Dataset items
⁂
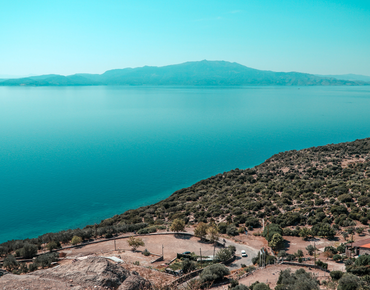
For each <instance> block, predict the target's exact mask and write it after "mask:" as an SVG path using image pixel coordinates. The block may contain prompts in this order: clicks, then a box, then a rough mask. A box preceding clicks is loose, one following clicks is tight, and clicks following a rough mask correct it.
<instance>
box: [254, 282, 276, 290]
mask: <svg viewBox="0 0 370 290" xmlns="http://www.w3.org/2000/svg"><path fill="white" fill-rule="evenodd" d="M252 289H253V290H270V289H271V288H270V287H269V286H268V285H266V284H265V283H258V284H256V285H254V286H253V288H252Z"/></svg>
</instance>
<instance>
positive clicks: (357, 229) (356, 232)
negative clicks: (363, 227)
mask: <svg viewBox="0 0 370 290" xmlns="http://www.w3.org/2000/svg"><path fill="white" fill-rule="evenodd" d="M364 230H365V229H364V228H363V227H358V228H357V229H356V233H358V234H359V235H361V234H362V233H363V232H364Z"/></svg>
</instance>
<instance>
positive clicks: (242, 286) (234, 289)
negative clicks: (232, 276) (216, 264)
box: [230, 284, 249, 290]
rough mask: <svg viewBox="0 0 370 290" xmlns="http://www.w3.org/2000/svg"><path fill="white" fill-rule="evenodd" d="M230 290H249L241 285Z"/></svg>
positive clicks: (243, 286) (247, 287) (241, 284)
mask: <svg viewBox="0 0 370 290" xmlns="http://www.w3.org/2000/svg"><path fill="white" fill-rule="evenodd" d="M230 290H249V288H248V287H247V286H245V285H243V284H240V285H237V286H235V287H233V288H230Z"/></svg>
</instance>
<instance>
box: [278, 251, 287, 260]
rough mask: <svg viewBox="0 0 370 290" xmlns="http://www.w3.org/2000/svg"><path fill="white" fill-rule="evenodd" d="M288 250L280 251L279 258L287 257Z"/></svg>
mask: <svg viewBox="0 0 370 290" xmlns="http://www.w3.org/2000/svg"><path fill="white" fill-rule="evenodd" d="M286 255H287V254H286V251H285V250H281V251H279V253H278V258H285V257H286Z"/></svg>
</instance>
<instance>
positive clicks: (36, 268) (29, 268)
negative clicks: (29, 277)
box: [28, 263, 37, 272]
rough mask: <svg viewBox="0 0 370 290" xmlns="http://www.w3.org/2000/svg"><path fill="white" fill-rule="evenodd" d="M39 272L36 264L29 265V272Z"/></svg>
mask: <svg viewBox="0 0 370 290" xmlns="http://www.w3.org/2000/svg"><path fill="white" fill-rule="evenodd" d="M36 270H37V265H36V264H35V263H31V264H29V265H28V271H29V272H33V271H36Z"/></svg>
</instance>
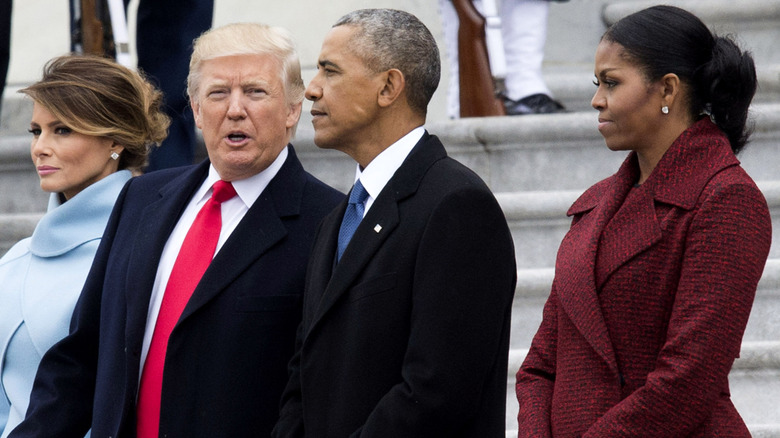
⁂
**Task objective**
Drop the images and transcribe the entries above exactly.

**Finished task**
For each <instance> block, predict the target's exact mask and write it after "mask:" as an SVG path using image pixel coordinates. The block may contain prompts in this order: clicks, then a box, then a rough mask. A box preceding clicks is loose, one following clicks is tight, and clicks following a rough mask correct it.
<instance>
box: [254, 282, 276, 290]
mask: <svg viewBox="0 0 370 290" xmlns="http://www.w3.org/2000/svg"><path fill="white" fill-rule="evenodd" d="M252 289H253V290H270V289H271V288H270V287H269V286H268V285H266V284H265V283H258V284H256V285H254V286H253V288H252Z"/></svg>
</instance>
<instance>
positive clicks: (357, 229) (356, 232)
negative clicks: (363, 227)
mask: <svg viewBox="0 0 370 290" xmlns="http://www.w3.org/2000/svg"><path fill="white" fill-rule="evenodd" d="M364 230H365V229H364V228H363V227H358V228H357V229H356V233H358V234H359V235H361V234H362V233H363V232H364Z"/></svg>
</instance>
<instance>
positive clicks: (242, 286) (234, 289)
negative clicks: (232, 276) (216, 264)
box: [230, 284, 249, 290]
rough mask: <svg viewBox="0 0 370 290" xmlns="http://www.w3.org/2000/svg"><path fill="white" fill-rule="evenodd" d="M230 290H249L241 285Z"/></svg>
positive clicks: (243, 286) (247, 287) (241, 284)
mask: <svg viewBox="0 0 370 290" xmlns="http://www.w3.org/2000/svg"><path fill="white" fill-rule="evenodd" d="M230 290H249V288H248V287H247V286H245V285H243V284H240V285H237V286H235V287H233V288H230Z"/></svg>
</instance>
<instance>
box: [278, 251, 287, 260]
rough mask: <svg viewBox="0 0 370 290" xmlns="http://www.w3.org/2000/svg"><path fill="white" fill-rule="evenodd" d="M288 250L280 251L279 258L287 257Z"/></svg>
mask: <svg viewBox="0 0 370 290" xmlns="http://www.w3.org/2000/svg"><path fill="white" fill-rule="evenodd" d="M286 255H287V254H286V251H285V250H281V251H279V253H278V258H285V257H286Z"/></svg>
</instance>
<instance>
positive clicks: (36, 268) (29, 268)
negative clicks: (29, 277)
box: [28, 263, 37, 272]
rough mask: <svg viewBox="0 0 370 290" xmlns="http://www.w3.org/2000/svg"><path fill="white" fill-rule="evenodd" d="M39 272L36 264L29 265V272Z"/></svg>
mask: <svg viewBox="0 0 370 290" xmlns="http://www.w3.org/2000/svg"><path fill="white" fill-rule="evenodd" d="M36 270H37V265H36V264H35V263H31V264H29V265H28V271H29V272H33V271H36Z"/></svg>
</instance>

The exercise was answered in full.